Coordinate annotation entries:

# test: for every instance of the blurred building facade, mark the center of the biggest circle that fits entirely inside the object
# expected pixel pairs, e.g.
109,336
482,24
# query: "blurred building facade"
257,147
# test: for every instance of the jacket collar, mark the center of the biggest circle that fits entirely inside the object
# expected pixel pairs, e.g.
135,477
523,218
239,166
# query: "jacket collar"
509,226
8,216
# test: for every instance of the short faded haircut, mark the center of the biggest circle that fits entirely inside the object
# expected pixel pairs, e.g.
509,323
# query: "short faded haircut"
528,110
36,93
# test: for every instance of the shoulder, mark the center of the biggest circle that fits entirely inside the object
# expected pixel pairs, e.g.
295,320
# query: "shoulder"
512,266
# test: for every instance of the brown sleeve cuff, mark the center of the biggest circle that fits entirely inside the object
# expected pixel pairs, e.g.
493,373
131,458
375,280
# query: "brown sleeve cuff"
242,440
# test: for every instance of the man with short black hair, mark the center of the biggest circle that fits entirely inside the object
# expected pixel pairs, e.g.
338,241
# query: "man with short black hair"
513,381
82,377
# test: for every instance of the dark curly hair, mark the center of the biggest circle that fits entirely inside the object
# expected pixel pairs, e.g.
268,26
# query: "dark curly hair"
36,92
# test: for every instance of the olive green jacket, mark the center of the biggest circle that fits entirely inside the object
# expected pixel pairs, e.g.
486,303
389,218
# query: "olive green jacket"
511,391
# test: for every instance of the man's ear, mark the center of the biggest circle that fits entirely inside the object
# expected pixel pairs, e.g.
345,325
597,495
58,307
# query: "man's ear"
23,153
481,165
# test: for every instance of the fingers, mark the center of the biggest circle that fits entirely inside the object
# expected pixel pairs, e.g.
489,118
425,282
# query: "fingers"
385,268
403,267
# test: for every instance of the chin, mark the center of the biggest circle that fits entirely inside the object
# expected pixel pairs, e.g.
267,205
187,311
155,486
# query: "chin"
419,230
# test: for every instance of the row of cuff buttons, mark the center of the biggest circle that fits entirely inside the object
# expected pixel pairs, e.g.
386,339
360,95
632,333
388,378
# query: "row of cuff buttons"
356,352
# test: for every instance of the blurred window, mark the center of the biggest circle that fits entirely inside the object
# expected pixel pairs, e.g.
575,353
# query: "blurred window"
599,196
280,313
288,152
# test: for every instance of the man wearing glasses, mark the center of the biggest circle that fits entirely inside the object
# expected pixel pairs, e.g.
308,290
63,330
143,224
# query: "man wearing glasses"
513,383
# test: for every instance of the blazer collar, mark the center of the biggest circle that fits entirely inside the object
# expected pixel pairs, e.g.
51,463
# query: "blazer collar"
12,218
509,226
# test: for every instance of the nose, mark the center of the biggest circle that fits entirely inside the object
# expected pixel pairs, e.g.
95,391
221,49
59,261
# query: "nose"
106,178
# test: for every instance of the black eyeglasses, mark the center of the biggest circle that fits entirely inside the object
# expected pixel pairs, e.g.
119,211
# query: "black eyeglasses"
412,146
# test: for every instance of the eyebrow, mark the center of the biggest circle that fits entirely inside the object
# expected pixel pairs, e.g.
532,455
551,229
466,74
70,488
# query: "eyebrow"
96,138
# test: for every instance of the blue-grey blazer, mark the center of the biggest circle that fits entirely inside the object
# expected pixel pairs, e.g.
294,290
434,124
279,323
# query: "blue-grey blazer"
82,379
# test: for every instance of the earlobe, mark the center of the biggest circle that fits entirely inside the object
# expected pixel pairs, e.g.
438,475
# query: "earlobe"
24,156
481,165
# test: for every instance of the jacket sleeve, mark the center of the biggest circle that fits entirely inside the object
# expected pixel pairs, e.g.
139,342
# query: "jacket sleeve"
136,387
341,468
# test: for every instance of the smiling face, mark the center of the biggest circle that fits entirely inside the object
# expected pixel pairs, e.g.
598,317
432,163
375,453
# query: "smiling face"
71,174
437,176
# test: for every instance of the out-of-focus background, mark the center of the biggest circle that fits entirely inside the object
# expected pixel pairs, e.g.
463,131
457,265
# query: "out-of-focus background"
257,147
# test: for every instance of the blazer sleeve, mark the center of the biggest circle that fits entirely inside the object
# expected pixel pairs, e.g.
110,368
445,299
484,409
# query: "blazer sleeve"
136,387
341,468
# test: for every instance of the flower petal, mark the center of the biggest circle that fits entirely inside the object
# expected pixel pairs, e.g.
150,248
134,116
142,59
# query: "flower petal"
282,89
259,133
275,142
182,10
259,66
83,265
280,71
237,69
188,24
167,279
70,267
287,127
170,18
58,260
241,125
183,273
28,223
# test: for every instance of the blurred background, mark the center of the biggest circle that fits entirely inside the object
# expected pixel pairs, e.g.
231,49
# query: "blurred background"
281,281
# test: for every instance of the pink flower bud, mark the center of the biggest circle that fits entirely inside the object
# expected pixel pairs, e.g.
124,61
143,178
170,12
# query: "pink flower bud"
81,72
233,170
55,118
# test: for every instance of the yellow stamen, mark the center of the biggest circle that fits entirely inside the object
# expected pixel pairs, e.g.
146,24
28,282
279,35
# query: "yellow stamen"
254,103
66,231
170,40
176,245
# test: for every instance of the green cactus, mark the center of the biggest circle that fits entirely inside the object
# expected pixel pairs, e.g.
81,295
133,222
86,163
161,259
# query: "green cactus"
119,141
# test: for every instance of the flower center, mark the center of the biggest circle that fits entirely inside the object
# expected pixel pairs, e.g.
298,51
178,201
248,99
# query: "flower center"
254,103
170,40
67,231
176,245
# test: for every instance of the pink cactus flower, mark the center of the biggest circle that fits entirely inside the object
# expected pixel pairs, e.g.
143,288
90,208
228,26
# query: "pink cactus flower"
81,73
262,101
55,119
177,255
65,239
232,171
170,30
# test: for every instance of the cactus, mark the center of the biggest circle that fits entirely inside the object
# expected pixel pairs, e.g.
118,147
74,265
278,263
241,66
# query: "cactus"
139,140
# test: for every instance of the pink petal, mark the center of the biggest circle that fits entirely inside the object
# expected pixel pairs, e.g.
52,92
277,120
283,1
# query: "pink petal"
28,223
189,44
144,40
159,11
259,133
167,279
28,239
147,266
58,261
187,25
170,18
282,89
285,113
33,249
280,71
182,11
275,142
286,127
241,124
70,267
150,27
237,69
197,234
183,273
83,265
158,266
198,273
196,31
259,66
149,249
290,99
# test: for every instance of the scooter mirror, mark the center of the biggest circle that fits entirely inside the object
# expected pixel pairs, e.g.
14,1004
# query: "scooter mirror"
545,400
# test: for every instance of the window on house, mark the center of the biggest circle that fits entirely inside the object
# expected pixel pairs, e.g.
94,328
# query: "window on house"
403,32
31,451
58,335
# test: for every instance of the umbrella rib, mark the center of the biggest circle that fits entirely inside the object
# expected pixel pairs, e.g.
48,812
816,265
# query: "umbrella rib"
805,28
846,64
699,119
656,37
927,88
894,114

What the exercise asks:
Every entry in the listing must be retyped exactly.

Output below:
# test: for every instance of the blurred building facade, mark the center of the biggest circle that fits entirely inside the object
# expected pixel pairs, e.g.
109,336
482,24
# query: "blurred building facade"
257,147
# test: for every instance of the jacket collar, mark the center of the biggest circle that fits entirely inside the object
# expected pixel pairs, e.g.
135,477
523,218
239,166
# query: "jacket collar"
509,226
8,216
# test: for every instance of the short faded haircut, mark the center of the biggest circle that fits entirely inside the object
# expected pixel pairs, e.g.
509,323
# query: "short faded haircut"
528,110
36,93
# test: for every instance of the shoulder, mark the center of the biggest circle that fits entirely inside the object
# expected pixel pairs, e.g.
295,320
# query: "shoulder"
512,266
# test: for every instance of the brown sleeve cuff, mark the center of the biggest circle that fits entirely inside the object
# expected pixel pairs, e.g.
493,373
131,458
375,280
# query: "brown sleeve cuff"
242,440
# test: for every instance of the man with short black hair, mark the center of the biggest circle that fits entirely inside the object
# expected pixel pairs, e.g.
338,241
# query: "man with short black hair"
513,381
82,377
# test: for every instance of the dark curly hair, mark the center of the biggest circle that fits entirely inside the object
# expected pixel pairs, e.g.
268,26
# query: "dark curly hair"
36,92
# test: for every instance of the olive green jacket, mark the center of the biggest circle that fits entirely inside the object
# expected pixel pairs, e.g.
486,303
389,218
# query: "olive green jacket"
511,391
# test: for every instance of the man's ear, mark the center of the biggest circle that fits entirely inside the object
# expected pixel pairs, e.g.
345,325
597,495
58,307
# query: "man's ear"
23,153
481,165
# test: for every instance of the fingers, mark the center of the biggest circle that fits entirely inside the object
# expected pixel pairs, e.g.
489,118
425,282
# query: "fingers"
385,268
403,267
# test: for every instance of the chin, mark the center of the biggest circle that fits entirely inside the object
# expected pixel pairs, e.g.
267,205
187,311
155,486
# query: "chin"
419,230
# test: for every instance of the row of cuff buttons, mark the center of the biggest circle that fits entirely inside the object
# expected pixel pairs, e.g.
386,339
360,95
632,333
388,378
# query: "row of cuff buttons"
356,352
# test: for every instance of the blurred window, mark the center of the biggest circle that fits entirely inside the object
# expected pixel pairs, e.g.
575,353
# query: "blurred window"
599,196
280,313
288,152
# test: for every instance of the man wearing glasses, mark the center of the biggest circle that fits entirely inside the object
# expected pixel pairs, e.g.
308,290
63,330
143,224
# query: "man wearing glasses"
513,383
# test: for every instance of the blazer collar, mark the center of the biggest circle that fits entirely inside the object
# expected pixel pairs, e.g.
51,463
# query: "blazer collar"
12,218
509,226
# test: for every instance of the nose, mark the center of the biggest circle that fits entirely inside the object
# expected pixel pairs, e.g.
95,391
221,49
59,261
# query: "nose"
106,178
# test: for every instance of the black eyeglasses, mark the center of the biggest circle that fits entirely inside the object
# expected pixel pairs, e.g.
119,211
# query: "black eyeglasses"
412,146
# test: for every instance of the eyebrow, mark the center of the biggest circle that fits entirely inside the object
# expected pixel pairs, e.g.
532,455
551,229
466,74
70,488
# query: "eyebrow"
96,138
# test: for every instance of the blue-grey blazer, mark the center of the biggest circle that fits entirely inside the object
# expected pixel pairs, e.g.
294,290
434,124
279,323
# query: "blue-grey blazer"
82,379
# test: for every instance of the earlobe, mark the center of the biggest circle that fits entirely inside the object
# expected pixel pairs, e.g.
438,475
# query: "earlobe"
24,156
481,165
# test: for every instance of the jacket sleeve, mark the center of the biggest circle that fits entirely inside the object
# expected pixel pairs, e.g.
139,342
# query: "jacket sleeve"
136,387
341,468
# test: for every instance of the smiling face, mark the center of the biggest circle that fits entirely inside the object
# expected pixel pairs, e.g.
598,317
432,163
375,453
# query: "smiling face"
71,174
437,176
# test: for every instance of the out-of-focus background, mark the center of the biggest circle that fits entirely inside the object
# expected pixel pairs, e.g.
463,131
457,265
# query: "out-of-focus background"
257,147
# test: for every instance of the blazer sleeve, mark the center of the biggest circle that fits entirely inside the object
# expected pixel pairs, e.g.
110,368
445,299
484,409
# query: "blazer sleeve"
136,387
341,468
# test: for every instance of the flower petal, mark the center of the biggest circle that fits entirely inside the object
# expected pixel pairs, e.g.
150,248
134,116
142,59
# query: "flower petal"
282,89
259,133
275,142
182,10
259,66
83,265
280,71
237,69
188,24
167,279
70,267
287,127
170,18
58,260
241,125
183,273
28,223
# test: for every instance of the blurred background, mark the center of the biggest circle that fits entirely inside the object
# expected pixel pairs, e.g.
231,49
# query: "blurred background"
281,281
# test: for every instance of the pink flower bud, mark the center of the biggest circle that fits entirely inside the object
# expected pixel pairs, e.g.
124,61
143,178
170,12
# query: "pink flower bud"
81,72
233,170
55,118
# test: for every instance of the yellow stamen, mark the center of the biggest circle that fits entirely inside the object
# expected pixel pairs, e.g.
146,24
28,282
279,35
# query: "yellow stamen"
254,103
66,231
170,40
176,245
# test: for every instance of the green cactus, mark the center of the biggest circle that fits entirely inside the object
# expected pixel pairs, e.g.
81,295
133,222
86,163
161,259
# query: "green cactus"
119,141
# test: for every instance of the flower center, mark the center of the biggest circle that fits entirely inside the object
# expected pixel pairs, e.g.
298,51
178,201
248,99
# query: "flower center"
254,103
170,40
67,231
176,245
# test: for every instance of the pink cactus flower, mark the center of the biggest circle that fits entirely inside the object
# expected pixel pairs, e.g.
143,288
90,208
228,26
# query: "pink cactus flower"
81,73
262,101
55,119
177,255
65,239
232,171
170,30
# test: for every instance of the cactus, mark the center of the biggest circle that fits entirely inside the object
# expected pixel pairs, e.g.
118,147
74,265
278,263
241,66
# query: "cactus"
139,140
# test: for every instance of the pink petal, mark the center of the biggest circle that fits entirely inside the object
# expected pixel pairs, e.g.
52,92
277,120
283,1
# query: "pink petal"
28,223
189,44
144,40
159,11
259,133
167,279
28,239
147,266
58,261
187,25
170,18
282,89
285,113
33,249
280,71
182,11
275,142
286,127
241,124
70,267
150,27
237,69
197,234
183,273
83,265
158,266
198,273
196,31
259,66
149,249
290,99
# test: for every instance of the scooter mirror, mark the center of the biggest circle that fits entirely inside the object
# expected pixel pairs, e.g.
14,1004
# query: "scooter mirror"
545,400
# test: for every instance of the window on house, mark the center of the biggest circle that fits entirely inside the object
# expected pixel pairs, e.g.
94,328
# query: "window on house"
403,32
31,451
58,335
# test: for every instance of the umbrella rib, mark the center of the biggest circle that fits entirely inside the object
# expected pixel pairs, e.g.
48,812
816,265
# query: "umbrella rib"
805,28
846,64
699,119
656,37
927,88
894,114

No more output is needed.